_Material provided_:
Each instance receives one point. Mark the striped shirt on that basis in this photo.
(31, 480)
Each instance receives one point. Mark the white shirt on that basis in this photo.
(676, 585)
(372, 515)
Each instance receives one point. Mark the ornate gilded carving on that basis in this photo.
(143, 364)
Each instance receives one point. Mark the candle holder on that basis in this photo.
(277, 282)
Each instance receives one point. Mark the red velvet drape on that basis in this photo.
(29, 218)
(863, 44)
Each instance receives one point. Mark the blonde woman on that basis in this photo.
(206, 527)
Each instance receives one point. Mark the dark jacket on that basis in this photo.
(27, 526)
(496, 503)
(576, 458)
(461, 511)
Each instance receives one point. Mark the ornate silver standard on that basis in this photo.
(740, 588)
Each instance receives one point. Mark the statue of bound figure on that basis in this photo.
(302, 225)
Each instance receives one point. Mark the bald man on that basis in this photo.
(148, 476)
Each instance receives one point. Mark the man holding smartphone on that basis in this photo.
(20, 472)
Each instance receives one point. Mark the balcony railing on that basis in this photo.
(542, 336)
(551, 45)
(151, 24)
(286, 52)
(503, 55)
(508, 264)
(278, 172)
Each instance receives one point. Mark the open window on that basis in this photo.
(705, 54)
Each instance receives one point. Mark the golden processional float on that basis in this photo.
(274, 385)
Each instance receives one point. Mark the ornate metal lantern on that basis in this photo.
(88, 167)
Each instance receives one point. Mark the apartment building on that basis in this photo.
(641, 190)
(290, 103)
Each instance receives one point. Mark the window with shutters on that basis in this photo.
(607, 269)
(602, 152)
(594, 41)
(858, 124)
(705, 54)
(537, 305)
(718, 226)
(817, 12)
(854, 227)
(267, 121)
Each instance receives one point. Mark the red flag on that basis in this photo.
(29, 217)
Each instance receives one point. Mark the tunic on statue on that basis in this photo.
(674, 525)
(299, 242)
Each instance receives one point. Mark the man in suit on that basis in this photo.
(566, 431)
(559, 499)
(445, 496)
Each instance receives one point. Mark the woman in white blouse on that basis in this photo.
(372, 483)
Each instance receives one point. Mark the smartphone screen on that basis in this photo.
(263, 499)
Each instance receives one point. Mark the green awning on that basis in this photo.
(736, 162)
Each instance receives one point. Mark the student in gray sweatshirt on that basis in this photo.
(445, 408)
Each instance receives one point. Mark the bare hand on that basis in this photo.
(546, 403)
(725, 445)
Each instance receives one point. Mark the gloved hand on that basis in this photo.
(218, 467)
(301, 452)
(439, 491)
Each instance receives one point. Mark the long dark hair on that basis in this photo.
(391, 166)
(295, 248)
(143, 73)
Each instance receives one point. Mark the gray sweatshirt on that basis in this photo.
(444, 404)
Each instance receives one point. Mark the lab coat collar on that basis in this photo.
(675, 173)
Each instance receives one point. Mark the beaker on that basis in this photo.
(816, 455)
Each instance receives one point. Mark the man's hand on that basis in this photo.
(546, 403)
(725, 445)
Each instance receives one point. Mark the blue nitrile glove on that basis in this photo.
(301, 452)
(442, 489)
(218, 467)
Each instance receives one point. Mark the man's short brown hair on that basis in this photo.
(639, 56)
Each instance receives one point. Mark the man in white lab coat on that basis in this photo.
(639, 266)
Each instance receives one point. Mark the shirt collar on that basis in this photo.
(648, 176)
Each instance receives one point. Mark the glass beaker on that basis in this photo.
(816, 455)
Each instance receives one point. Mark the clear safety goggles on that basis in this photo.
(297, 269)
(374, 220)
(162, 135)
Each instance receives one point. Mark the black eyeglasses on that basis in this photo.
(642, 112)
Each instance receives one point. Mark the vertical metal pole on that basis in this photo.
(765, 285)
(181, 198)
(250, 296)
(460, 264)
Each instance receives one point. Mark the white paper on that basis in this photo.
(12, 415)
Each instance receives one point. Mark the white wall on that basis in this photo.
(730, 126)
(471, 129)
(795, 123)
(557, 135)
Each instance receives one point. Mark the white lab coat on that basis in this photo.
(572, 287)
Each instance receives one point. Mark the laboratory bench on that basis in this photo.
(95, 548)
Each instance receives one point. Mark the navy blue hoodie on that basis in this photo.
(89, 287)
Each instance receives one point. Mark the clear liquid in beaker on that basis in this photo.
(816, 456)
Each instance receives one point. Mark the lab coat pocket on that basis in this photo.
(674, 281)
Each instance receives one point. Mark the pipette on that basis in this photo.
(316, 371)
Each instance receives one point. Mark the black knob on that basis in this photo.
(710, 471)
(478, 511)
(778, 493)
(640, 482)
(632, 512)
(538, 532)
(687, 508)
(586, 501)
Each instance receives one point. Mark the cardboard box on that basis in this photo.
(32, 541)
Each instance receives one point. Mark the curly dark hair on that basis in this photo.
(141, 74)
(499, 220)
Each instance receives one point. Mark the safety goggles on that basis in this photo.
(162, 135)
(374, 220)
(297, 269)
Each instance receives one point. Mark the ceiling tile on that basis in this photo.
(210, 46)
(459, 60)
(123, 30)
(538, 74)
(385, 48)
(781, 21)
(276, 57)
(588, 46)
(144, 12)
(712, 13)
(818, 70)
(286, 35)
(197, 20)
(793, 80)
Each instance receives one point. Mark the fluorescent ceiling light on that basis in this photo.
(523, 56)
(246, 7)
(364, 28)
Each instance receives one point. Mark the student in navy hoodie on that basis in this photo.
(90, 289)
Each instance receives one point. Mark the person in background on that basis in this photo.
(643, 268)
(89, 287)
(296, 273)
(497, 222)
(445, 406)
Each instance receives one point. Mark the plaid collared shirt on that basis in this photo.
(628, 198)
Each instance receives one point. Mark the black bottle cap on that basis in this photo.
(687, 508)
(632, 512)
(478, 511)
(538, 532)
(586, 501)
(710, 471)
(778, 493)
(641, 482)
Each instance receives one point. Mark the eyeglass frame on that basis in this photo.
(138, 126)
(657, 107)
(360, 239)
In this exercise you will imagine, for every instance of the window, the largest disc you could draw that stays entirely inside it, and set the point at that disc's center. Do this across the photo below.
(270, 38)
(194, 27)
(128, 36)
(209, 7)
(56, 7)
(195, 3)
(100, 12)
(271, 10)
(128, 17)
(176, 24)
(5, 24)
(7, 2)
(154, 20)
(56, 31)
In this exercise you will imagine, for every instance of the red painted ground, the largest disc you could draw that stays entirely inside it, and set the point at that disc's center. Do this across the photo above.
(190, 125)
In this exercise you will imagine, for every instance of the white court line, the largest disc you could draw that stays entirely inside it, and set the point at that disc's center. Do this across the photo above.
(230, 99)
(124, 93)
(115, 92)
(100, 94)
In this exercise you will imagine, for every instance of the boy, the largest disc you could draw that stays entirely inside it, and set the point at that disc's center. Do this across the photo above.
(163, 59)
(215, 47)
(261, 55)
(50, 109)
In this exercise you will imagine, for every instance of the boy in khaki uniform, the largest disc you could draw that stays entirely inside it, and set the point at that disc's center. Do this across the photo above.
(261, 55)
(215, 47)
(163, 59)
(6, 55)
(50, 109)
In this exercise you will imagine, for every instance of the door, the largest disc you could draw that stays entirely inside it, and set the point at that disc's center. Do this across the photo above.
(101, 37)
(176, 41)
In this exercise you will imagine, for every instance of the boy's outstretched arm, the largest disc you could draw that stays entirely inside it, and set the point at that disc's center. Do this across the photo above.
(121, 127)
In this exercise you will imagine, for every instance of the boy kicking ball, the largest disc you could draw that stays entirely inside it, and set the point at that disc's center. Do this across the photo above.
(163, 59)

_Task statement_: From the first line to the last, please write out the entries exactly.

_Answer for the task_:
Each instance receives one point. Mark the striped shirt on that basis in this photo.
(31, 480)
Each instance receives one point. Mark the white shirt on that basis in this photo.
(676, 585)
(372, 515)
Each instance receives one point. Mark the ornate gilded carving on that basis in this photo.
(143, 364)
Each instance receives one point. Mark the candle holder on that basis in this photo.
(277, 282)
Each instance receives one point. Mark the red velvet drape on that basis in this photo.
(29, 218)
(863, 44)
Each instance receives one point. Mark the blonde woman on that basis in this photo.
(206, 527)
Each instance receives one point. Mark the dark jacket on that basis in this photo.
(27, 526)
(496, 503)
(576, 458)
(461, 511)
Each instance receives one point. Mark the ornate silver standard on that basis in this photo.
(740, 588)
Each instance receives one point. Mark the statue of bound figure on that basis in this photo.
(302, 225)
Each instance receives one point. Mark the bald man on that basis in this photo.
(148, 476)
Each instance receives one point. Mark the man holding smartphone on that basis in this photo.
(20, 472)
Each instance receives one point. Mark the balcony railing on that basis in this photo.
(542, 336)
(551, 45)
(151, 24)
(286, 52)
(503, 55)
(508, 264)
(278, 172)
Each instance receives one point. Mark the open window on that basis in this photo.
(705, 54)
Each instance receives one point. Mark the golden processional float on that basis in this photo.
(274, 385)
Each instance receives one point. Mark the ornate metal lantern on that basis in this photo.
(88, 167)
Each instance receives one point. Mark the apartment building on that basis in this photo.
(641, 190)
(290, 103)
Each instance receives one point. Mark the window with shutters on that basis in this photo.
(607, 269)
(602, 152)
(594, 41)
(858, 124)
(705, 54)
(537, 305)
(718, 226)
(817, 12)
(854, 227)
(267, 121)
Each instance receives one point. Mark the red flag on that basis in this photo.
(29, 217)
Each instance receives one point. Mark the tunic on statue on that basis in this photo.
(674, 525)
(299, 242)
Each instance receives one point. Mark the man in suit on that basis in this photo.
(566, 431)
(559, 499)
(445, 496)
Each instance receives one point. Mark the woman in white blouse on that basis in this photo.
(372, 483)
Each instance receives one point. Mark the smartphone screen on that basis in this photo.
(263, 499)
Each instance receives one point. Mark the green awning on that basis in this photo.
(736, 162)
Each instance receives one point. Mark the student in gray sweatshirt on that basis in this photo.
(445, 408)
Each instance receives one point. Mark the bare hand on that basis in this photo.
(546, 403)
(725, 445)
Each instance receives one point. Mark the gloved hand on that basis in this photo.
(218, 467)
(301, 452)
(439, 491)
Each instance receives one point. Mark the long dark hair on that basis in this photo.
(391, 166)
(295, 248)
(143, 73)
Each instance receives one point. Mark the gray sweatshirt on that basis in this photo.
(444, 404)
Each instance receives one point. Mark the lab coat collar on that basis in this photo.
(675, 173)
Each instance receives one point. Mark the beaker on that basis in this photo.
(816, 455)
Each instance receives one point. Mark the man's hand on that basis in this photo.
(546, 403)
(725, 445)
Each instance receives one point. Mark the blue nitrile glove on that basis in this photo.
(301, 452)
(442, 489)
(218, 467)
Each instance receives one point. Mark the man's short brown hair on that basis in this photo.
(639, 56)
Each instance receives one point. Mark the man in white lab coat on that basis in this photo.
(639, 266)
Each instance receives one point. Mark the shirt collar on that basis in this photo.
(648, 176)
Each instance receives one point. Mark the glass beaker on that basis in this photo.
(816, 455)
Each instance receives one point. Mark the clear safety goggles on that basis in this photo.
(297, 269)
(374, 220)
(162, 135)
Each instance receives one point. Mark the black eyeglasses on that basis in this photo.
(642, 112)
Each instance receives one point. Mark the vertical metal pole on that basis in this photo.
(765, 285)
(181, 198)
(250, 296)
(460, 264)
Each instance receives one point. Mark the white paper on that basis in this photo.
(12, 415)
Each instance receives one point. Mark the white wall on that basis in this photo.
(730, 126)
(471, 129)
(795, 123)
(557, 135)
Each instance receives one point. Mark the white lab coat on that basis in this photo.
(572, 287)
Each instance receives one point. Mark the laboratory bench on that basis in this photo.
(95, 548)
Each instance receives one point. Mark the navy blue hoodie on that basis in this photo.
(89, 287)
Each instance receives one point. Mark the clear liquid in beaker on that basis in this photo.
(816, 456)
Each instance receives one point. Mark the lab coat pocket on that basis in this photo.
(674, 281)
Each instance receives one point. Mark the pipette on that basis in this photo.
(316, 371)
Each instance receives one point. Mark the black knob on that basis in this photo.
(710, 471)
(478, 511)
(778, 493)
(640, 482)
(632, 512)
(538, 532)
(687, 508)
(586, 501)
Each instance receives one point. Mark the cardboard box on that basis in this photo.
(32, 541)
Each instance receives one point. Mark the curly dark hair on that basis in this photo.
(141, 74)
(499, 220)
Each instance receives one point. Mark the safety goggles on that basis in this photo.
(162, 135)
(374, 220)
(297, 269)
Each instance receives one point. Mark the ceiling tile on that basis in this photo.
(210, 46)
(459, 60)
(123, 30)
(538, 74)
(385, 48)
(781, 21)
(276, 57)
(588, 46)
(144, 12)
(712, 13)
(818, 70)
(286, 35)
(197, 20)
(793, 80)
Each instance receives one point. Mark the fluorescent ceiling light on that basis in this photo.
(523, 56)
(246, 7)
(364, 28)
Each instance receives one point. Mark the student in navy hoodie on that basis in this photo.
(90, 289)
Each instance receives one point. Mark the person in background on that basis in this photo.
(643, 268)
(89, 287)
(296, 273)
(497, 222)
(445, 406)
Each instance receives one point. Mark the plaid collared shirt on that basis in this photo.
(628, 198)
Each instance receives one point. Mark the black bottle cap on that basis in this photo.
(687, 508)
(632, 512)
(478, 511)
(538, 532)
(586, 501)
(710, 471)
(778, 493)
(641, 482)
Each instance receives one point. Mark the eyeglass frame on that basis in this photo.
(138, 126)
(657, 107)
(360, 239)
In this exercise you will imagine, for every instance of the window, the largest disc you could draw that stays entirely inside it, and set the point at that disc's center. Do this across the photo below.
(270, 38)
(194, 27)
(128, 36)
(209, 7)
(56, 7)
(195, 3)
(100, 12)
(271, 10)
(128, 17)
(176, 24)
(5, 24)
(7, 2)
(154, 20)
(56, 31)
In this exercise you will imagine, for every instance of the red painted ground, the largest disc you could draw that stays entirely inside it, and set the point at that disc's center. Do this across the photo above.
(190, 125)
In this exercise you will imagine, for every instance of the white court line, the largest disc you could draw that stays entirely inside it, and set the point at that disc's center. Do this across the photo above.
(230, 99)
(124, 93)
(115, 92)
(100, 94)
In this exercise you will imagine, for every instance of the boy, the largest disc you could draw that stays entirely inside it, and set the point at that disc's center. Do this across the photo above.
(163, 59)
(215, 47)
(261, 55)
(50, 109)
In this exercise you will imagine, for every instance of the boy in khaki uniform, the largest disc you could draw that stays entirely inside it, and set the point at that disc's center. Do this across the photo above.
(261, 55)
(215, 47)
(163, 59)
(6, 55)
(50, 109)
In this exercise you will imagine, for every instance of the door, the largest disc you could draw that stays entirely inside it, and set the point at that disc's center. Do this across the photo above.
(101, 37)
(176, 41)
In this exercise you will imagine, for every instance of the boy's outstretched arm, the largest disc you could draw that stays entirely inside it, and set the point at that disc's center. Do this across the photo above.
(121, 127)
In this exercise you will imagine, for every instance of the boy kicking ball, the largest disc you could draw that stays entirely inside it, and set the point at that disc's center. Do this across the photo above.
(163, 59)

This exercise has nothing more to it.